Short problem :: Extract from the rows below every line that contains the string "wooden", treating uppercase and lowercase letters as different.

Input rows ::
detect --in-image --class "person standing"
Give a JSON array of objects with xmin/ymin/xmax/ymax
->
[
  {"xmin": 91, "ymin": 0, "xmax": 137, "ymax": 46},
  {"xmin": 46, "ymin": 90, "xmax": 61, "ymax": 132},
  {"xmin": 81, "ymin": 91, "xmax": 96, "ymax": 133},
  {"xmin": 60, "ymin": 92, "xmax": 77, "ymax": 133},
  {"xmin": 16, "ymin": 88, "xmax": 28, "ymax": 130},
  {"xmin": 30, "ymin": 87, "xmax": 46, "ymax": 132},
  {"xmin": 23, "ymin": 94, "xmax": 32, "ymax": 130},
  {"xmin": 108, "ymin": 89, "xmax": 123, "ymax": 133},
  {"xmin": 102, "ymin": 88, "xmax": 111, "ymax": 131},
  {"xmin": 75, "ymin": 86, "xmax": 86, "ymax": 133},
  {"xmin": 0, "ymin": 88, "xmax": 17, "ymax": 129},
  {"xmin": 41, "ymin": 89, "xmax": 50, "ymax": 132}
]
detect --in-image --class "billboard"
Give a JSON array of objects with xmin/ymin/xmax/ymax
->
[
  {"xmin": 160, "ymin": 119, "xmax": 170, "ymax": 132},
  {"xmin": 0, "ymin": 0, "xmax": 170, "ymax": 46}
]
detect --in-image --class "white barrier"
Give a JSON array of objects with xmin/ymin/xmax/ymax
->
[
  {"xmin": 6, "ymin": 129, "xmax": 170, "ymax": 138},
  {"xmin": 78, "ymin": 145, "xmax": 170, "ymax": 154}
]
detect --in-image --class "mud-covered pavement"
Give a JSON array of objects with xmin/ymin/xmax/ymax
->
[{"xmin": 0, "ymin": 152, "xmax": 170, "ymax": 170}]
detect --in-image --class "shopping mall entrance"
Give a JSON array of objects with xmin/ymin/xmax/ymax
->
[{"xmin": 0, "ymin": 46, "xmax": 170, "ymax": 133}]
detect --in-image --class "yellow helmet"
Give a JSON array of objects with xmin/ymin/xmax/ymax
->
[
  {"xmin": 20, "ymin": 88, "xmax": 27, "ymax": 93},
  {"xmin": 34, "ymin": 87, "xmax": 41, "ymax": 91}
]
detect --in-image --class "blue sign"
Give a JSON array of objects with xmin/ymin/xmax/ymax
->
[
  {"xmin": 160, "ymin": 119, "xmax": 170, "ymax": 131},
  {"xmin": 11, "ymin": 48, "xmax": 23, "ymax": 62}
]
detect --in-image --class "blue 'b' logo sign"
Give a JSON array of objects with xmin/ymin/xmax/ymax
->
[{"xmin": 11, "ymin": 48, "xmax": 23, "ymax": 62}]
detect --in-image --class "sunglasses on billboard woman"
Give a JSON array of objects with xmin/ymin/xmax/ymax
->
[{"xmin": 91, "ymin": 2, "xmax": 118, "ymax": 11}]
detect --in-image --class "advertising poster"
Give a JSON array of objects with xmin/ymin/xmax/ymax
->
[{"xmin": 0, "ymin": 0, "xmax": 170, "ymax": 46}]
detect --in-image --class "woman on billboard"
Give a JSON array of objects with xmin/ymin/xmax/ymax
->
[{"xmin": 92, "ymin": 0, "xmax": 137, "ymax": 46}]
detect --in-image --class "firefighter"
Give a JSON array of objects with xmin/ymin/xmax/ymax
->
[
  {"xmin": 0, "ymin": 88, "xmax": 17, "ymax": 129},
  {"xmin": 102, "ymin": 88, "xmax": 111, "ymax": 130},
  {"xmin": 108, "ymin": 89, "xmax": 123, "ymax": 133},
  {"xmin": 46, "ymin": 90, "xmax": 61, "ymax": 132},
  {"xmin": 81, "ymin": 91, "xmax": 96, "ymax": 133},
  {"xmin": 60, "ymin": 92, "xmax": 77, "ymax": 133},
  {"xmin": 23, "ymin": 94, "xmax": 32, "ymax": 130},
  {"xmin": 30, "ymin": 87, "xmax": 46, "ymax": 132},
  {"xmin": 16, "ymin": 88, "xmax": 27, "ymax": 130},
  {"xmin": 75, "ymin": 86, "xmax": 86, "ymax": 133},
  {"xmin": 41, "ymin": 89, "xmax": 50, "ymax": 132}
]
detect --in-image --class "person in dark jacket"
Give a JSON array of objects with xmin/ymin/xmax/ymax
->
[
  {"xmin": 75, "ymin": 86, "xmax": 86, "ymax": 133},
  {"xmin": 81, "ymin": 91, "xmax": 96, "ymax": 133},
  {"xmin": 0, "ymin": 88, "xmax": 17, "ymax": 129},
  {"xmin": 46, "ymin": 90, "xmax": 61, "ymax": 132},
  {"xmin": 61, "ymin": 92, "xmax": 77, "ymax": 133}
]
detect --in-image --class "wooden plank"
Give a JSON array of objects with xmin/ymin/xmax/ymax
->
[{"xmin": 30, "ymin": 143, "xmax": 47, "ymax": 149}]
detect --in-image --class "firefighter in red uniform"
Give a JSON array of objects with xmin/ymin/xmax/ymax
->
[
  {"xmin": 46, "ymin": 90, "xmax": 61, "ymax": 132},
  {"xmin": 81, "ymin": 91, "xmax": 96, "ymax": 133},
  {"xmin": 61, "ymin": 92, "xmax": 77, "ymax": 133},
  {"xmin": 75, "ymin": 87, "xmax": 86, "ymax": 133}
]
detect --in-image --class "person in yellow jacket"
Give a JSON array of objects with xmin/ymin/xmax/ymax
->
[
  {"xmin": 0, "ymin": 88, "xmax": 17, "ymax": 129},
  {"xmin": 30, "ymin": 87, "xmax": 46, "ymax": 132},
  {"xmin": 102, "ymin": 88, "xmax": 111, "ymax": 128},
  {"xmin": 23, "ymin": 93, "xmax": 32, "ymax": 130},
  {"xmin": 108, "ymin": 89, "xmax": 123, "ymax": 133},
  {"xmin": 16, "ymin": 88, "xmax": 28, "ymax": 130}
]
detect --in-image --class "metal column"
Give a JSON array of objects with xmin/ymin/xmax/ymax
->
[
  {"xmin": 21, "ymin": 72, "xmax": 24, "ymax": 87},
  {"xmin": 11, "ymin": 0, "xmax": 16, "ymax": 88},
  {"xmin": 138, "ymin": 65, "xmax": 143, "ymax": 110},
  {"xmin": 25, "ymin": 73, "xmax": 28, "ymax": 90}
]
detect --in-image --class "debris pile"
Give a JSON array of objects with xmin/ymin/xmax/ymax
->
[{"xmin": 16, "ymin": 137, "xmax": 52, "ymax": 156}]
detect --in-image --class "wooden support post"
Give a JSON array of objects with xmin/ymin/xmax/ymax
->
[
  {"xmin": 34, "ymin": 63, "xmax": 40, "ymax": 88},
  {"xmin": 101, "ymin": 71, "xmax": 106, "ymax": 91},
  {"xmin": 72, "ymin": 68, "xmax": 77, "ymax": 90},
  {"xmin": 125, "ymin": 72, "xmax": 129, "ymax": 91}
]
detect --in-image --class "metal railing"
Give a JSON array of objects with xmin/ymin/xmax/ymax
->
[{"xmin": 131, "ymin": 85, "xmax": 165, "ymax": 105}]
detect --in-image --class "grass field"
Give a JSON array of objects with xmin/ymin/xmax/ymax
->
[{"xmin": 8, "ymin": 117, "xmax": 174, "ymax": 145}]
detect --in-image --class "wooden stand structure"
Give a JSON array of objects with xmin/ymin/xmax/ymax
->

Expected output ::
detect --in-image --class "wooden plank"
detect --in-image --class "wooden support post"
detect --in-image --class "wooden stand structure"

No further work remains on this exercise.